ASSIGNMENT: Beginning with the line that holds "Expected: for each instance of the red mat" and ending with the last line below, repeat each line exactly, leaving any pictures out.

RECORDS FOR THE EXERCISE:
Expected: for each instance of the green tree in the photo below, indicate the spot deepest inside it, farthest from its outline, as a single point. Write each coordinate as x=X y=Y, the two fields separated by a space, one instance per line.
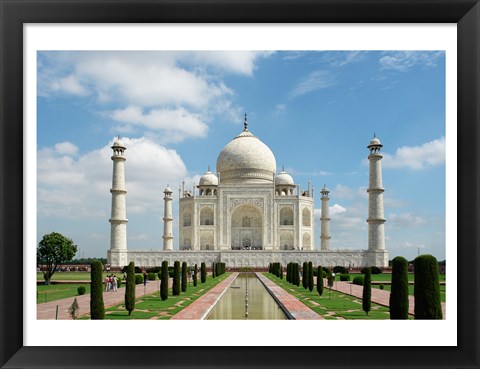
x=176 y=279
x=399 y=290
x=130 y=288
x=164 y=281
x=367 y=291
x=73 y=309
x=54 y=250
x=305 y=275
x=427 y=288
x=195 y=272
x=310 y=276
x=320 y=280
x=296 y=274
x=203 y=272
x=97 y=309
x=184 y=276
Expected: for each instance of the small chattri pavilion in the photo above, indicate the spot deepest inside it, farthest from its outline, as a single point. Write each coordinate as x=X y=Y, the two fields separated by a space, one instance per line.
x=247 y=215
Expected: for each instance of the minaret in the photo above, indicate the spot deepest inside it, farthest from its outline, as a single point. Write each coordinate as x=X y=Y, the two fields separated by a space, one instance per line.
x=167 y=221
x=325 y=220
x=118 y=220
x=376 y=220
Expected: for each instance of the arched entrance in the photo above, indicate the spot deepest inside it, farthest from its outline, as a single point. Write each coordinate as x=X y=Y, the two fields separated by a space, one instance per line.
x=246 y=228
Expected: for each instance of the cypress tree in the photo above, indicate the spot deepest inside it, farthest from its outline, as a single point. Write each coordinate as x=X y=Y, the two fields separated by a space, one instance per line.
x=305 y=275
x=195 y=271
x=427 y=288
x=310 y=276
x=97 y=309
x=184 y=276
x=203 y=272
x=320 y=280
x=399 y=290
x=130 y=288
x=297 y=274
x=367 y=291
x=176 y=279
x=164 y=281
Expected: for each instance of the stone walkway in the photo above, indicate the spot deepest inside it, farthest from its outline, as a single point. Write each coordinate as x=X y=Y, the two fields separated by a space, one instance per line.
x=200 y=308
x=47 y=310
x=379 y=296
x=297 y=309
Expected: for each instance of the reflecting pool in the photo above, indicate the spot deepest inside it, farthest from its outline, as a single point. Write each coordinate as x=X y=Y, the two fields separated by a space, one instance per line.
x=246 y=298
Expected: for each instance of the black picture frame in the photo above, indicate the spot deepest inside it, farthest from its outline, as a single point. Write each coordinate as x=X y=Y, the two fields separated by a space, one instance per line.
x=15 y=13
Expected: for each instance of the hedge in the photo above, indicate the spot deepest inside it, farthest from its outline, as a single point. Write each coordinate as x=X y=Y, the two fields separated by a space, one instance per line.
x=367 y=292
x=398 y=301
x=130 y=288
x=97 y=308
x=427 y=288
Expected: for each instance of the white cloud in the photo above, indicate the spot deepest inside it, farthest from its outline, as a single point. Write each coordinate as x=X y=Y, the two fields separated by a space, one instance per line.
x=404 y=60
x=69 y=84
x=314 y=81
x=79 y=187
x=405 y=220
x=429 y=154
x=66 y=148
x=179 y=123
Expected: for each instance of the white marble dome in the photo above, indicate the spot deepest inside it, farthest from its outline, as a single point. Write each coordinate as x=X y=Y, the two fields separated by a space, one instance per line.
x=375 y=142
x=246 y=159
x=208 y=179
x=283 y=179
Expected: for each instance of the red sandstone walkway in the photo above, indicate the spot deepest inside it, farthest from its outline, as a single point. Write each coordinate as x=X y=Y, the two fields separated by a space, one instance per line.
x=297 y=309
x=200 y=308
x=379 y=296
x=47 y=310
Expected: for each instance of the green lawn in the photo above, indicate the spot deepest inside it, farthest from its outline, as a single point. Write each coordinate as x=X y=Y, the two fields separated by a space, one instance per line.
x=152 y=307
x=333 y=305
x=388 y=277
x=58 y=291
x=443 y=288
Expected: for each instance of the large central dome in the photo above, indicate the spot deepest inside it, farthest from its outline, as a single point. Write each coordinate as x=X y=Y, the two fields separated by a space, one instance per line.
x=246 y=159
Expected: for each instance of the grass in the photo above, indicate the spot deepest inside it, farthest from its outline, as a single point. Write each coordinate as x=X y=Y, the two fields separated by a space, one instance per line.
x=58 y=291
x=443 y=288
x=333 y=304
x=387 y=277
x=152 y=307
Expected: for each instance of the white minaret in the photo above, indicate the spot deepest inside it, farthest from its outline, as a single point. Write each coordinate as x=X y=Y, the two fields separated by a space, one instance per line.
x=376 y=220
x=118 y=220
x=325 y=220
x=167 y=221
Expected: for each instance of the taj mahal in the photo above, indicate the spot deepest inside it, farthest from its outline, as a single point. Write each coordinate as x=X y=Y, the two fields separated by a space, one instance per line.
x=247 y=215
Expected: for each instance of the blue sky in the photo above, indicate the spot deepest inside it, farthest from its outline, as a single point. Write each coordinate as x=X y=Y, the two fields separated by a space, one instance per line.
x=317 y=111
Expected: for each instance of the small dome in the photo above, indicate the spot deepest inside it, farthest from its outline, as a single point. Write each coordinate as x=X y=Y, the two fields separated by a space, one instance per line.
x=119 y=143
x=284 y=178
x=208 y=179
x=375 y=142
x=246 y=159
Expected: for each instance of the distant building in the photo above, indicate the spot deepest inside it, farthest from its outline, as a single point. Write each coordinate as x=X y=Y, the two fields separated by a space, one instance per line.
x=247 y=215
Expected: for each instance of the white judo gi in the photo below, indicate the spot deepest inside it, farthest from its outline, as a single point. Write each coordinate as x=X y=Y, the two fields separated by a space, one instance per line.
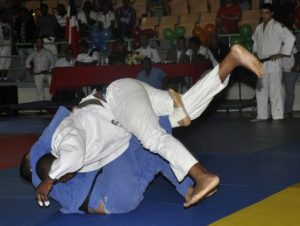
x=137 y=106
x=84 y=142
x=274 y=39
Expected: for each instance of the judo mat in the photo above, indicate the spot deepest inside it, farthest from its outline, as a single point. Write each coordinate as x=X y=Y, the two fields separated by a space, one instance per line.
x=282 y=208
x=246 y=178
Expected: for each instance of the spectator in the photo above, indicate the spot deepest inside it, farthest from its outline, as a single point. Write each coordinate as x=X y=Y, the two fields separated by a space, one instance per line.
x=228 y=17
x=178 y=55
x=289 y=78
x=47 y=26
x=152 y=75
x=119 y=55
x=86 y=18
x=126 y=18
x=218 y=48
x=198 y=53
x=86 y=56
x=106 y=17
x=296 y=17
x=147 y=51
x=5 y=43
x=153 y=4
x=39 y=64
x=67 y=60
x=25 y=31
x=272 y=41
x=61 y=17
x=283 y=12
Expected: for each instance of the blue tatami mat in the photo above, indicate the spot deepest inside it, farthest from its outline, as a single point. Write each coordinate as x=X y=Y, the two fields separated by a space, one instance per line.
x=245 y=179
x=22 y=126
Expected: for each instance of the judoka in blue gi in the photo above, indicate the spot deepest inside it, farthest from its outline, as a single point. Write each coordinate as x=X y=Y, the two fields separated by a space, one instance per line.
x=195 y=101
x=120 y=185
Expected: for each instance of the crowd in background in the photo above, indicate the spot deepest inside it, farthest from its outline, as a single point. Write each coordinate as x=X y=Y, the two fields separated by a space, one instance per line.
x=32 y=32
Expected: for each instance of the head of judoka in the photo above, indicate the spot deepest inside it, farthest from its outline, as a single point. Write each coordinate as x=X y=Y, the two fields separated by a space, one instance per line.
x=266 y=12
x=43 y=167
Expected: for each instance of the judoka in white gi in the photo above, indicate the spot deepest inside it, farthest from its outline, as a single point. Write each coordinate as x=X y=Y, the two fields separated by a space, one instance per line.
x=83 y=144
x=118 y=188
x=272 y=40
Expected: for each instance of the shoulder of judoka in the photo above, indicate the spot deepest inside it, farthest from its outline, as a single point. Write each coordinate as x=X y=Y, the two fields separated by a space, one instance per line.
x=91 y=114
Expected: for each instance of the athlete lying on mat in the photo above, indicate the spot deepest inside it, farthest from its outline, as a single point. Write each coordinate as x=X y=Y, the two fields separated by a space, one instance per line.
x=195 y=101
x=118 y=188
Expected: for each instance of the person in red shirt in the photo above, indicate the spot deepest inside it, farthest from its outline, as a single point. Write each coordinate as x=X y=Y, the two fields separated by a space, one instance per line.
x=228 y=17
x=296 y=17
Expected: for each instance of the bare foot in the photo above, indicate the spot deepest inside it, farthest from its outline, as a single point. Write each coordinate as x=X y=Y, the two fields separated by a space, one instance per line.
x=204 y=187
x=186 y=121
x=247 y=60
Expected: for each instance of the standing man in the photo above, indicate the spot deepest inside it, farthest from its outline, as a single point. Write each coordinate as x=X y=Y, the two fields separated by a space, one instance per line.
x=152 y=75
x=289 y=78
x=272 y=40
x=147 y=51
x=25 y=31
x=126 y=18
x=39 y=63
x=5 y=44
x=178 y=54
x=47 y=25
x=198 y=53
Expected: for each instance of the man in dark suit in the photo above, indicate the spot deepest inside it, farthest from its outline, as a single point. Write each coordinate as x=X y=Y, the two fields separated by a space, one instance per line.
x=178 y=54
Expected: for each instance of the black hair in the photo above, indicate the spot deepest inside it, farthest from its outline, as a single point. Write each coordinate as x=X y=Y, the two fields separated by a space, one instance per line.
x=25 y=168
x=195 y=40
x=84 y=44
x=43 y=166
x=146 y=59
x=268 y=6
x=181 y=38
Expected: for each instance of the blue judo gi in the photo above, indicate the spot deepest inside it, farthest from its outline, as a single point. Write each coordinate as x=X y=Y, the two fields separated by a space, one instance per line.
x=120 y=185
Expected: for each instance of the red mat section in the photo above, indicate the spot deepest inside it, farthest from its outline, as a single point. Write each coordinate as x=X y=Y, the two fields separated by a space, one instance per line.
x=12 y=148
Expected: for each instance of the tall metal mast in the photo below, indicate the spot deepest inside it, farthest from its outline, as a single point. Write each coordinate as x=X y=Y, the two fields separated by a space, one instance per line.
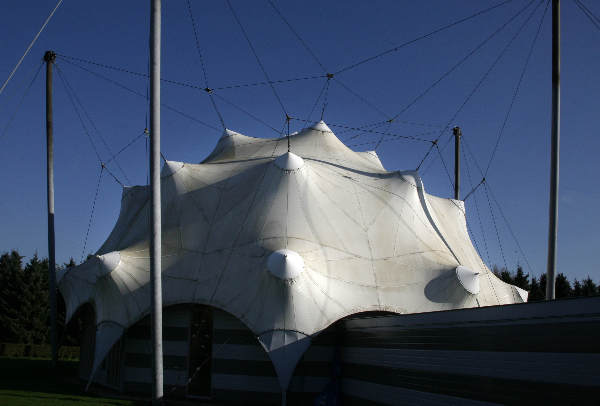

WRITTEN SOLUTION:
Expected: for each instance of the red mat section in the photo above, indicate the spot deepest inside it, farthest from its outline, as a single point. Write each coordinate as x=X y=Y, the two fields separated by a space, one instance per line.
x=12 y=148
Expected: for each instance of the tall metal mast in the photo below, indicate the spot deepest inside it, farthest from its outline, as a single point. Write each coordinate as x=X y=Y, the two fields separated by a space, one instance per line.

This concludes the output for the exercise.